用SQL的方式表达下吧(在R中作为示例)
# 户主及配偶&男
t1 <- sqldf(“SELECT hhid, edu AS edu1 FROM tbl WHERE pline IN (1 , 2) AND gender = 0”)
# 户主及配偶&女
t2 <- sqldf(“SELECT hhid, edu AS edu2 FROM tbl WHERE pline IN (1 , 2) AND gender = 1”)
# 户主之子
t6M <- sqldf(“SELECT hhid, edu AS edu6m FROM tbl WHERE pline =6 AND gender = 0”)
# 户主之女
t6F <- sqldf(“SELECT hhid, edu AS edu6f FROM tbl WHERE pline =6 AND gender = 1”)
# 户主之媳
t7F <- sqldf(“SELECT hhid, edu AS edu7f FROM tbl WHERE pline =7 AND gender = 1”)
# 户主之婿
t7M <- sqldf(“SELECT hhid, edu AS edu7m FROM tbl WHERE pline =7 AND gender = 0”)
# 户主之孙子女
t8 <- sqldf(“SELECT hhid, edu AS edu8 FROM tbl WHERE pline =8”)
# 数据合并
dat <- merge(t1, t2, by = 'hhid', all.x = T)
dat <- merge(dat, t6M, by = 'hhid', all.x = T)
dat <- merge(dat, t6F, by = 'hhid', all.x = T)
dat <- merge(dat, t7M, by = 'hhid', all.x = T)
dat <- merge(dat, t7F, by = 'hhid', all.x = T)
dat <- merge(dat, t8, by = 'hhid', all.x = T)
这种方式按照家庭,把人口结构给体现出来了(同一个家庭中,子女的关系是不唯一的,6/7标签的,对应标签为8,无法完全准确判断是否子女关系啊,和人口普查统计的数据格式还是有一些差别的吧)
如上的这种数据格式,可能便于分析。
不用SQL表达,直接用R的方式修改如下:
t1 <- subset(tbl, (pline %in% c(1, 2)) & (gender = 0), select = c(hhid, edu))
names(t1) <- c('hhid', 'edu1')
或者用tidyverse包来搞
t1 <- (tbl %>% filter(pline %in% c(1, 2), gender = 0) %>% select(hhid, edu))
names(t1) <- c('hhid', 'edu1')
其他类似
############################################################
如果要把两代家庭,和三代家庭的分开,也可以用拆分数据的方式得到
比如两代和三代的分类
tftyp2 <- sqldf("SELECT hhid, MAX(pline) AS ftype FROM tbl GROUP BY hhid HAVING MAX(pline) IN (6, 7)")
tftyp3 <- sqldf("SELECT hhid, MAX(pline) AS ftype FROM tbl GROUP BY hhid HAVING MAX(pline) = 8")
基本思路是不管咋折腾,围绕hhid来弄,用pline识别结构(如果设计数据的时候,性别包含在pline中可能会更加方便点,是不是为了体现男女平等,所以没明确规定吧)
|

» **所给资料**:
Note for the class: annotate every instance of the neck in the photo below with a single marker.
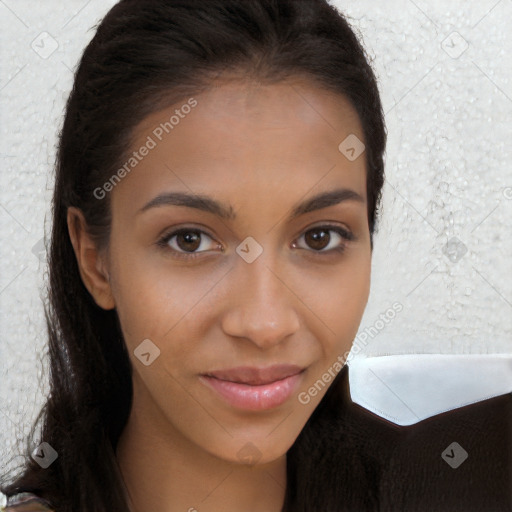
(169, 473)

» **任务清单**:
1: 请将网页节选中以"基本思路是不管咋折腾"开头的那段话改写成简短的要点列表,保留主要信息。
2: 把网页节选中的这句话译成英文:"如果要把两代家庭,和三代家庭的分开,也可以用拆分数据的方式得到"。

» **逐题解答**:
1:
- 无论怎样处理,都围绕 hhid 来做。
- 用 pline 识别家庭结构。
- 如果设计数据时把性别包含在 pline 中,可能会更方便。
- 文中推测,没有明确这样规定,也许是为了体现男女平等。

2: If you want to separate two-generation households from three-generation households, you can also get there by splitting the data.